─── DATASET RECORDS ───

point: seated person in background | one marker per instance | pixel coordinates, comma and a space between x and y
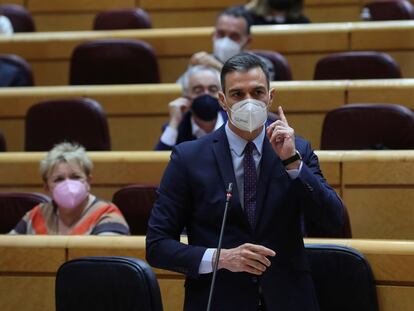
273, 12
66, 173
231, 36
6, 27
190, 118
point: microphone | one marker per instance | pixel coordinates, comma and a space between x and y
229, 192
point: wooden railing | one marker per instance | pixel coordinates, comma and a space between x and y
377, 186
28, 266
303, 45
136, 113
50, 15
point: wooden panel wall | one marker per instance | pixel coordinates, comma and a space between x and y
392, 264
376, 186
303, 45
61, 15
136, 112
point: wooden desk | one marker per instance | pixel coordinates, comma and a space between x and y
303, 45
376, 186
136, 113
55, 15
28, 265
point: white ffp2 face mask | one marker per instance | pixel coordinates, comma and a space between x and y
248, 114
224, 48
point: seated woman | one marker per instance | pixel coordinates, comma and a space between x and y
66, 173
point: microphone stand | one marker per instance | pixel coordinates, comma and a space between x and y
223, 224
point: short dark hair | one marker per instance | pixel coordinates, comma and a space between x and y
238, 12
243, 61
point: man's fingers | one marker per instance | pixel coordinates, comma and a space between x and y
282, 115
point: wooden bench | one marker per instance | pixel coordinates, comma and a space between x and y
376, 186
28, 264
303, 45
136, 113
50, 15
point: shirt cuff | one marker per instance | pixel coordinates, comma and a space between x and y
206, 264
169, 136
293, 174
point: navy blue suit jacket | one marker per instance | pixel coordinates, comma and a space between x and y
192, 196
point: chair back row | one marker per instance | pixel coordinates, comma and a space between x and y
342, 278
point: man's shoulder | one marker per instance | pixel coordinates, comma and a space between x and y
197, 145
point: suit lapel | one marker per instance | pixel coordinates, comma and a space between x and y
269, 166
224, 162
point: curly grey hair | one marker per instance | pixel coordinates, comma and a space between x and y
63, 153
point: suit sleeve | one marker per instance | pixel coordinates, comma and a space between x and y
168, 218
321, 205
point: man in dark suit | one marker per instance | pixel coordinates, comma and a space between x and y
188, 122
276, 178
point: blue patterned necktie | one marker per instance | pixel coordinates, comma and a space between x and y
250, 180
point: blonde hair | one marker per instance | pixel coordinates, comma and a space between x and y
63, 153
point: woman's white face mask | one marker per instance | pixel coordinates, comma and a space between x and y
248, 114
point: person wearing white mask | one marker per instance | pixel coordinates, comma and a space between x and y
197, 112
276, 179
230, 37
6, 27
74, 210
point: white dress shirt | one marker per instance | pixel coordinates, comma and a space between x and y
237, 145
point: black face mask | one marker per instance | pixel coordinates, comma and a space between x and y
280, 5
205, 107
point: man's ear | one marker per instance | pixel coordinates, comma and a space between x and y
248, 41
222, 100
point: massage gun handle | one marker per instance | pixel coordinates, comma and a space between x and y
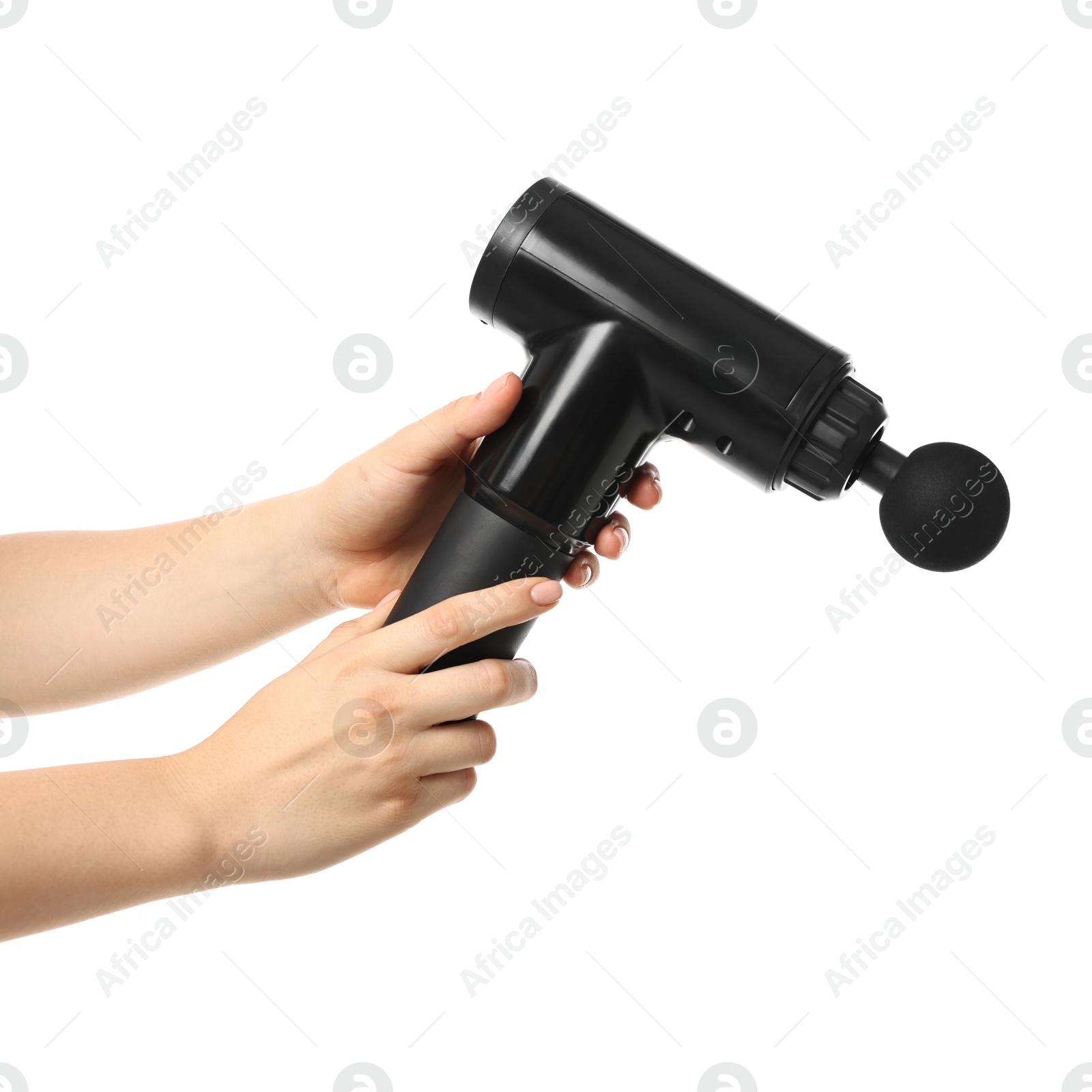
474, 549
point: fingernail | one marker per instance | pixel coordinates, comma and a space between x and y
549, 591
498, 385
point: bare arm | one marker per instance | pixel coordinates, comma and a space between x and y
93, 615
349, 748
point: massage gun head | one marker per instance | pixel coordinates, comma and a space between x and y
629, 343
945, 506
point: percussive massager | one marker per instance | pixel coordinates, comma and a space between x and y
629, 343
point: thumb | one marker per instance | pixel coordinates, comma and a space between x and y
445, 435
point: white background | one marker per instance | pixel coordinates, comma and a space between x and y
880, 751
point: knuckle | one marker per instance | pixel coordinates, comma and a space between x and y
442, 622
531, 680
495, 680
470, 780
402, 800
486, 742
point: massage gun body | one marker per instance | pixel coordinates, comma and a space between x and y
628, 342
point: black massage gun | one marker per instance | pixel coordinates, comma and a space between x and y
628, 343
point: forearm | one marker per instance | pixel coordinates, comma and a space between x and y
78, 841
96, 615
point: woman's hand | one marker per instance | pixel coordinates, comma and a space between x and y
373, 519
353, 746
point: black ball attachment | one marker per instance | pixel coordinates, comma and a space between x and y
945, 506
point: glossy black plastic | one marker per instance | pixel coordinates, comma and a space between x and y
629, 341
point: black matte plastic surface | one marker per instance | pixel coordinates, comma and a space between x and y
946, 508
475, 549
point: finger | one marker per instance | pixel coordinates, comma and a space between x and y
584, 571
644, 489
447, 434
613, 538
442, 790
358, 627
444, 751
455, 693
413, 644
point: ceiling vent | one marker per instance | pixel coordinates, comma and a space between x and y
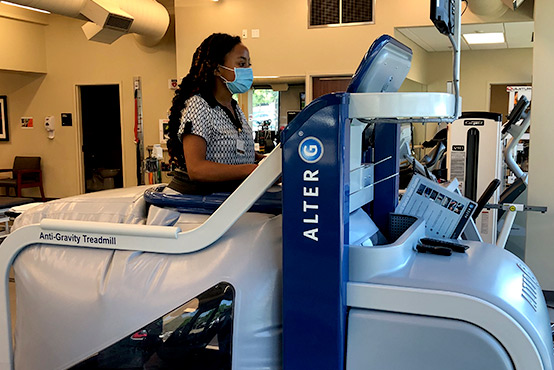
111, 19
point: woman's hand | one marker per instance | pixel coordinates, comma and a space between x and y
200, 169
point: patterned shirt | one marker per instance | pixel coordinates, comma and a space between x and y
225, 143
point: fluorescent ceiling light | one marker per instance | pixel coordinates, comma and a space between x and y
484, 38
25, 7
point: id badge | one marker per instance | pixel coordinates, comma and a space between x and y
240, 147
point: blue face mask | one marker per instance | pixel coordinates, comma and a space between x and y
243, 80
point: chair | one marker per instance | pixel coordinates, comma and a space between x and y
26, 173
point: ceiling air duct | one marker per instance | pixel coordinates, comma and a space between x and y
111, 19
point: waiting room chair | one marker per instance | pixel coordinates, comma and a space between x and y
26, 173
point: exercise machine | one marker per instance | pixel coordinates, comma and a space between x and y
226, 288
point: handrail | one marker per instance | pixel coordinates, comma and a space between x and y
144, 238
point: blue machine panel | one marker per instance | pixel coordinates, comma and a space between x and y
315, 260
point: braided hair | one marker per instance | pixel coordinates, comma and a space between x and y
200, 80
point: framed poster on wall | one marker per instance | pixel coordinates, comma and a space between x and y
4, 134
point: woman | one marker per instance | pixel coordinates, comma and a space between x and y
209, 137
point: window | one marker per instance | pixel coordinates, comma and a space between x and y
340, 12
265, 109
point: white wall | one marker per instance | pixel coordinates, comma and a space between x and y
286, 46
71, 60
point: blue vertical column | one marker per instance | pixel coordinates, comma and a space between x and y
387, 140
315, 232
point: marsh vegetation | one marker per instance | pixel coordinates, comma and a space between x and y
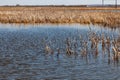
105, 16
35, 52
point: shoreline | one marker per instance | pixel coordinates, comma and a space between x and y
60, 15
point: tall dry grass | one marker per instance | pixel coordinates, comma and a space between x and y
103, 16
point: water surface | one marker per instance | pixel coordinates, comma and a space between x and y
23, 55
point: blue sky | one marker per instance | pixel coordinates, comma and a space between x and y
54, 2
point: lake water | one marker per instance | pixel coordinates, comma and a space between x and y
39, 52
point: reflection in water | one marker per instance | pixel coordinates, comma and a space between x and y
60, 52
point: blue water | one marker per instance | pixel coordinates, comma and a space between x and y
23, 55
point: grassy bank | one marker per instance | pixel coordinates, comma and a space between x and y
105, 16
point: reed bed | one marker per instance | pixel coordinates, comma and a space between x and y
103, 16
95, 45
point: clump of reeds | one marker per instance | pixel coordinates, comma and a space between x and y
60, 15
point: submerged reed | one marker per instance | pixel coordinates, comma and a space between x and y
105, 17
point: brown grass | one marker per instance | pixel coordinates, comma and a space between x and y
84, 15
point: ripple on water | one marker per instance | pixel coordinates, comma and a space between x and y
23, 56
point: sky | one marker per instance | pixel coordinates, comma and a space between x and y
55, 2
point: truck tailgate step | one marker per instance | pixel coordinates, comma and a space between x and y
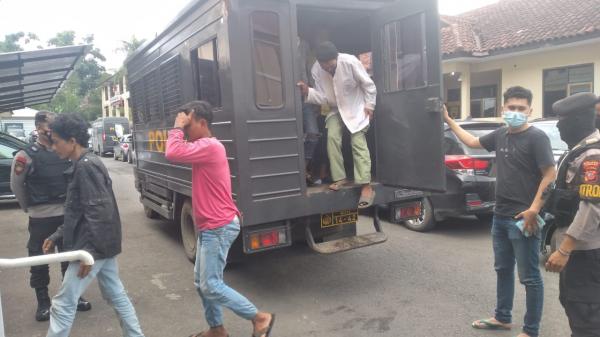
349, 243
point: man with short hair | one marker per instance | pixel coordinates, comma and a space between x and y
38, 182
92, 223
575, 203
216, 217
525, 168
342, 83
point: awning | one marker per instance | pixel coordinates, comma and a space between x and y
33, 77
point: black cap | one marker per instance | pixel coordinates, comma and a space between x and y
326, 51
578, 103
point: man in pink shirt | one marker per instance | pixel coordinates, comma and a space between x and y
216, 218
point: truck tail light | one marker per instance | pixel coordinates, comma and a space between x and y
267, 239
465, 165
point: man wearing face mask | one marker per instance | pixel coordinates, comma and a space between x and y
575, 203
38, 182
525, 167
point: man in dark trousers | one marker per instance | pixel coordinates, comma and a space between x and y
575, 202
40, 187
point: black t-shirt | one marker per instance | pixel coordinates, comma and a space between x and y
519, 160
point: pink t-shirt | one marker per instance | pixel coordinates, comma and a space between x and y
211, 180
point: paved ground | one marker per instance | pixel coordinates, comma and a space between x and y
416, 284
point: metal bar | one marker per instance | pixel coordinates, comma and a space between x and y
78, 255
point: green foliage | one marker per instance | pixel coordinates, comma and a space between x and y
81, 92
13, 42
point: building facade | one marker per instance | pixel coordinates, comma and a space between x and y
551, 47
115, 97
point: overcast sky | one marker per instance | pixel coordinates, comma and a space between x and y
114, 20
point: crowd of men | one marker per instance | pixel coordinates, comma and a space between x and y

───

__REQUIRED ACTION__:
Nothing but the lines from the one containing "point: man in dark trousers" to the end of the entries belongs in the answer, and each must match exactly.

__EXERCISE RESULT__:
point: man in dark trousers | one marker per instance | pixel coordinates, comma and a space between x and y
575, 202
40, 187
point: black t-shirt | one marker per instance | pixel coordinates, comma and a space between x and y
519, 160
point: pink t-shirt | one marker per instance | pixel coordinates, comma and a space between x and y
211, 180
point: paved ground | one marker per instance | pixel coordinates, comma and a space between x and y
416, 284
point: metal bar | one marker per instance | pixel coordinates, comma and a space between x and y
78, 255
point: green foliage | one marker per instance | pixel coordinates, comma and a space between x and y
81, 92
13, 42
point: building facade | one marker per instance | pixel coordinates, comma and a space between x and y
551, 47
115, 97
point: overcast sky | one marker per instance | pixel coordinates, comma and a space between x and y
114, 20
point: crowd of men | one marker per instance | pixel coordinates, comma and a space between x and y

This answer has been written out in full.